** Data records follows **

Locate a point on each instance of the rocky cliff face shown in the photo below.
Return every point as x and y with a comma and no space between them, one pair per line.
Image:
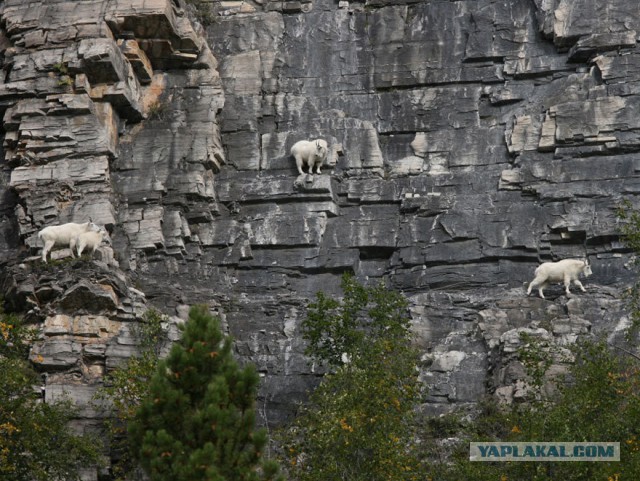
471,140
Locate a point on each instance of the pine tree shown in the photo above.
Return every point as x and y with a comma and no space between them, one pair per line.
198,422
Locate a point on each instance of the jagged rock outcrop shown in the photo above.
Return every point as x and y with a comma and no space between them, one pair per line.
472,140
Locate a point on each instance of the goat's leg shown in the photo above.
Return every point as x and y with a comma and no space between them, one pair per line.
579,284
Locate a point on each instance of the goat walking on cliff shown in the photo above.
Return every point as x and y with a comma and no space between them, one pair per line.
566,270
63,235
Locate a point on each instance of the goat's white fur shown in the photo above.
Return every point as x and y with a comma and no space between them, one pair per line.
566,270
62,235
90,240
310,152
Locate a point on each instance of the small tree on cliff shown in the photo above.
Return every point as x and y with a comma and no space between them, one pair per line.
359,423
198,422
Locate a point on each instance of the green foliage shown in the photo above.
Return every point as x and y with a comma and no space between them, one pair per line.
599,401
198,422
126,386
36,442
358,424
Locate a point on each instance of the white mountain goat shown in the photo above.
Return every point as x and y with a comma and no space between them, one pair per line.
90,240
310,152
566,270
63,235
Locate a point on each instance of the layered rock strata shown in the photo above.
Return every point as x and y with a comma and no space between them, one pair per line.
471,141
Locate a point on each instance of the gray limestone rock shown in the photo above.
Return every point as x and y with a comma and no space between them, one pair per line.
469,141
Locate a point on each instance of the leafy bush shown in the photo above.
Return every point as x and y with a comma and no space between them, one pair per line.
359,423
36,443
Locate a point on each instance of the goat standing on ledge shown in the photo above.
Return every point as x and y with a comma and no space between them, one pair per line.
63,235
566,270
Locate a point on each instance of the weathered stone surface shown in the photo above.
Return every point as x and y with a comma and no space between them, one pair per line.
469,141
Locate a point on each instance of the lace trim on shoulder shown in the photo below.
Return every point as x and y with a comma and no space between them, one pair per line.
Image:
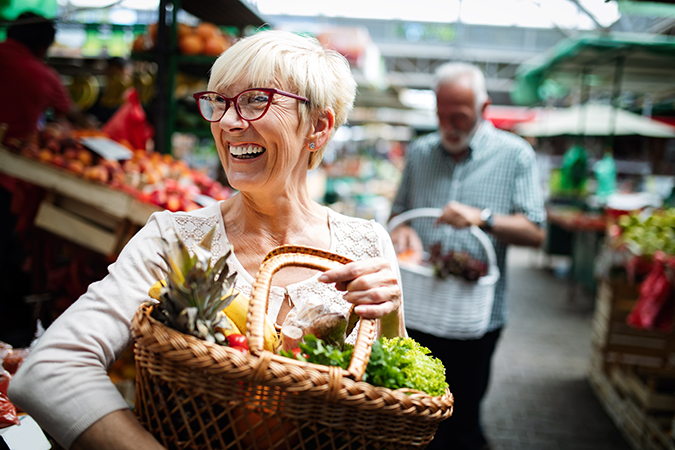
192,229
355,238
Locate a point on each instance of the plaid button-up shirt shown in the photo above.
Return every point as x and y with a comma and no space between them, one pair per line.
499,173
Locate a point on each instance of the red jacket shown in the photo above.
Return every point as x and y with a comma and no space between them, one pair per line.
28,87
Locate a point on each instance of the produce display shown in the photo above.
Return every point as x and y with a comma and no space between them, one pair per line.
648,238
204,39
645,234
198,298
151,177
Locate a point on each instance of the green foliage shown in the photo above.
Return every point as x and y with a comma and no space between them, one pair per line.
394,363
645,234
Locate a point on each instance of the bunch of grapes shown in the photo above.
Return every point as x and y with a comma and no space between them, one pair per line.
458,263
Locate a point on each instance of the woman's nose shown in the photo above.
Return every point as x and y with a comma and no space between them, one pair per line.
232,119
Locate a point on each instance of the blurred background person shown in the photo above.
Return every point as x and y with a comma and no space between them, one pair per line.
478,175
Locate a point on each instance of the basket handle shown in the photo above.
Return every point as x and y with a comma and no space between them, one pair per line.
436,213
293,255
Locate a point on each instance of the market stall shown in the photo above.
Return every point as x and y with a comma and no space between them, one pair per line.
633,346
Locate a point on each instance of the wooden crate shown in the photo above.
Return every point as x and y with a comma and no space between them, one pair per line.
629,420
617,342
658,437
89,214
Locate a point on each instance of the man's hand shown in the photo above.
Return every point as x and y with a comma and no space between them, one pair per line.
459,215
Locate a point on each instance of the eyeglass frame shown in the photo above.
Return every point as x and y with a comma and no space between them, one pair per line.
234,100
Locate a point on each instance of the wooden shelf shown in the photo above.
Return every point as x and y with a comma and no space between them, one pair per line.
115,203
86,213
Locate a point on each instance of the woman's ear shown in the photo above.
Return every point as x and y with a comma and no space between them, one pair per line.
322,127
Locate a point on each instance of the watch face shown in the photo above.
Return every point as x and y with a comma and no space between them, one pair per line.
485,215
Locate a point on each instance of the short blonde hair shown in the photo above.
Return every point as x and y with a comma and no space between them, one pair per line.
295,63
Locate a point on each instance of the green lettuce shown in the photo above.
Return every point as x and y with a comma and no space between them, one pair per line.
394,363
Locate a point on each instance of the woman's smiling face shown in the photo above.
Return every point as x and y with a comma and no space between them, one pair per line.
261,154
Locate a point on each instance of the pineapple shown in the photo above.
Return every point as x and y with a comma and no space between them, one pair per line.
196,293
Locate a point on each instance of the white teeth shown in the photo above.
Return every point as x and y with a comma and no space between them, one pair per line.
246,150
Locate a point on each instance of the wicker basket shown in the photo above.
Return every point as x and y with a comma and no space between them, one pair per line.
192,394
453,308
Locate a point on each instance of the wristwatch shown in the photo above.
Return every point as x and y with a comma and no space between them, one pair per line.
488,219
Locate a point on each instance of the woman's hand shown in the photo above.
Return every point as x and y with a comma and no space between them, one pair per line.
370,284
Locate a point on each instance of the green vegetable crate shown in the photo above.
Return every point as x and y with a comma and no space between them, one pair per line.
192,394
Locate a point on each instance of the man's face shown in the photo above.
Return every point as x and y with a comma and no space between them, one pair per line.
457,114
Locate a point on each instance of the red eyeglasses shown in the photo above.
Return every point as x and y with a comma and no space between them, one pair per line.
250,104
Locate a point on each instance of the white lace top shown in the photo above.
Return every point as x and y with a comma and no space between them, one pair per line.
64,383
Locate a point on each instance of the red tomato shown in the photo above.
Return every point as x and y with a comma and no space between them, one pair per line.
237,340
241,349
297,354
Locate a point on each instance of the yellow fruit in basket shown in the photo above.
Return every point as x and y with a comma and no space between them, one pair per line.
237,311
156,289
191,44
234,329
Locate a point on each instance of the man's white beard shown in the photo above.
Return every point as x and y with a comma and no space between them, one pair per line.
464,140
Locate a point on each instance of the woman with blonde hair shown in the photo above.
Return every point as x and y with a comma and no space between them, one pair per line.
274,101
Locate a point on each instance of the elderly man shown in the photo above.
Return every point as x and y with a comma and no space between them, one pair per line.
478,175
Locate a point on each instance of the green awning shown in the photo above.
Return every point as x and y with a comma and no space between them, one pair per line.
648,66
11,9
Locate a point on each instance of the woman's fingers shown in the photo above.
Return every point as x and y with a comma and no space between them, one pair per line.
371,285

** End of Data records **
** Data records follows **

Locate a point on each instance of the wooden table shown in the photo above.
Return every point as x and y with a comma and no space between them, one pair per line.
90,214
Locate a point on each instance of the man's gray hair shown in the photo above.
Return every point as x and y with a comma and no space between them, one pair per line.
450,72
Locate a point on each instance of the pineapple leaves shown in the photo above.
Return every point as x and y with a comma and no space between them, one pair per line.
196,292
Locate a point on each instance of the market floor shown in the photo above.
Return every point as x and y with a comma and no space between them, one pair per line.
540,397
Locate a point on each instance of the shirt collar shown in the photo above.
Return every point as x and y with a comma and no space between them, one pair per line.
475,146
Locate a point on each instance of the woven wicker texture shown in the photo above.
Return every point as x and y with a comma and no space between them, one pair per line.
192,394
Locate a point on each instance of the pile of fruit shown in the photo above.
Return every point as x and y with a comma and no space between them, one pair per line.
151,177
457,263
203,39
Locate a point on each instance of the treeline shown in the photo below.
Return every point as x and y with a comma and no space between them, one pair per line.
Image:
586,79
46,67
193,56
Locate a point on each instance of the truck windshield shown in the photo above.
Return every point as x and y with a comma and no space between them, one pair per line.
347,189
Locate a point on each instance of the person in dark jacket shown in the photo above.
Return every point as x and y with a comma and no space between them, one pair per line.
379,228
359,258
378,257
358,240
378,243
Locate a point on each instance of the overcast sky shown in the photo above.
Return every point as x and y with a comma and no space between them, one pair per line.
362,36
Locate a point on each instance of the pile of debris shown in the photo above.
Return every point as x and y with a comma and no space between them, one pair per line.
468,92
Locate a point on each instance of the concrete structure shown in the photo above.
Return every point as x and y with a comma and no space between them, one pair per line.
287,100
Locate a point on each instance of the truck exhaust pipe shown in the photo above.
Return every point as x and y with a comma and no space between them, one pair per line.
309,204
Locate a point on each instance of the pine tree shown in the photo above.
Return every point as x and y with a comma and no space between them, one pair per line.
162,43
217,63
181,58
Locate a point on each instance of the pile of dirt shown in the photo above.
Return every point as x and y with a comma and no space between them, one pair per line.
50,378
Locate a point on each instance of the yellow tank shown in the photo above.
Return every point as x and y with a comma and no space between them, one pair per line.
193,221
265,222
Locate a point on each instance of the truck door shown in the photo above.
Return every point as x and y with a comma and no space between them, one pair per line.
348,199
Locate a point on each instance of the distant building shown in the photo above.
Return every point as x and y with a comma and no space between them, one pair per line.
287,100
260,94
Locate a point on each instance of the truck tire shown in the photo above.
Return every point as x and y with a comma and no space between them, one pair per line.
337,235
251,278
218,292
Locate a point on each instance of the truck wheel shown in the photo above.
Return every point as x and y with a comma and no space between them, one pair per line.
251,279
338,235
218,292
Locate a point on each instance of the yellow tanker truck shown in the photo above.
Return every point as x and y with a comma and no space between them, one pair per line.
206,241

** End of Data records **
** Data records follows **

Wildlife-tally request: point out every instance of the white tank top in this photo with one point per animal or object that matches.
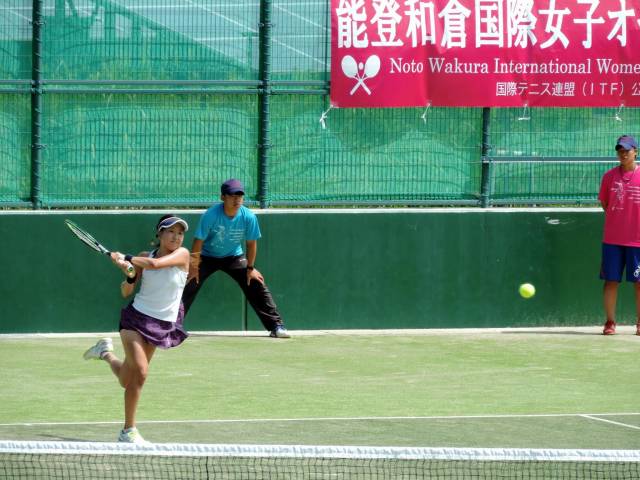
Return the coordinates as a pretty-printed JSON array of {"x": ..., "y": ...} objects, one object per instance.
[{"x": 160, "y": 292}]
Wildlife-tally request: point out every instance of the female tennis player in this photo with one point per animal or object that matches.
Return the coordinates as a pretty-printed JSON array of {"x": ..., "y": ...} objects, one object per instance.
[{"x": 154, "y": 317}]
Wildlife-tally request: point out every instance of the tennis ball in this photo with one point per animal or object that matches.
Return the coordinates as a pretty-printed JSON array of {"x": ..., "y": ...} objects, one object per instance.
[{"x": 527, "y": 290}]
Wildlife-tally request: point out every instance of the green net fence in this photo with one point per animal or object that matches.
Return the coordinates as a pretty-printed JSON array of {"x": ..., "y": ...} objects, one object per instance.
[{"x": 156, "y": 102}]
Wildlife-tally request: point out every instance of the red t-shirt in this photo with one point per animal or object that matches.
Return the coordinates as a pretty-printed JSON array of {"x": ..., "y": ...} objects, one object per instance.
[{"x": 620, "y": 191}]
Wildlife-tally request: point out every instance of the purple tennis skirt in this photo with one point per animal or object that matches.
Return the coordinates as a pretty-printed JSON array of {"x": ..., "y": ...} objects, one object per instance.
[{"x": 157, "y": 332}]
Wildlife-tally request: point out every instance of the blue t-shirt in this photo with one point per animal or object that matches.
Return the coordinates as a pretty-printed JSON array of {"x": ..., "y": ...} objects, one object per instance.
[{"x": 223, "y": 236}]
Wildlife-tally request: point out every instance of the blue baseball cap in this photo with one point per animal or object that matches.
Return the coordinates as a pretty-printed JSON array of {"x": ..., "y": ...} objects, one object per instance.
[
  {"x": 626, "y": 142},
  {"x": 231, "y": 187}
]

** End of Data records **

### Requirement
When you reach the line containing "Wildlife-tally request: point out every instance of the purple" in the data above, start copying exactly, and stop after the line containing "the blue t-shirt".

### Task output
Wildlife-tally request: point out every instance of the purple tennis skirt in this photo with one point per animal or object that matches.
Return the coordinates as a pretty-printed JSON array of {"x": ..., "y": ...} objects, one object per instance.
[{"x": 157, "y": 332}]
Wildlife-tally request: point out every instance of the blue t-shirt in this photo with one point per animal or object that matches.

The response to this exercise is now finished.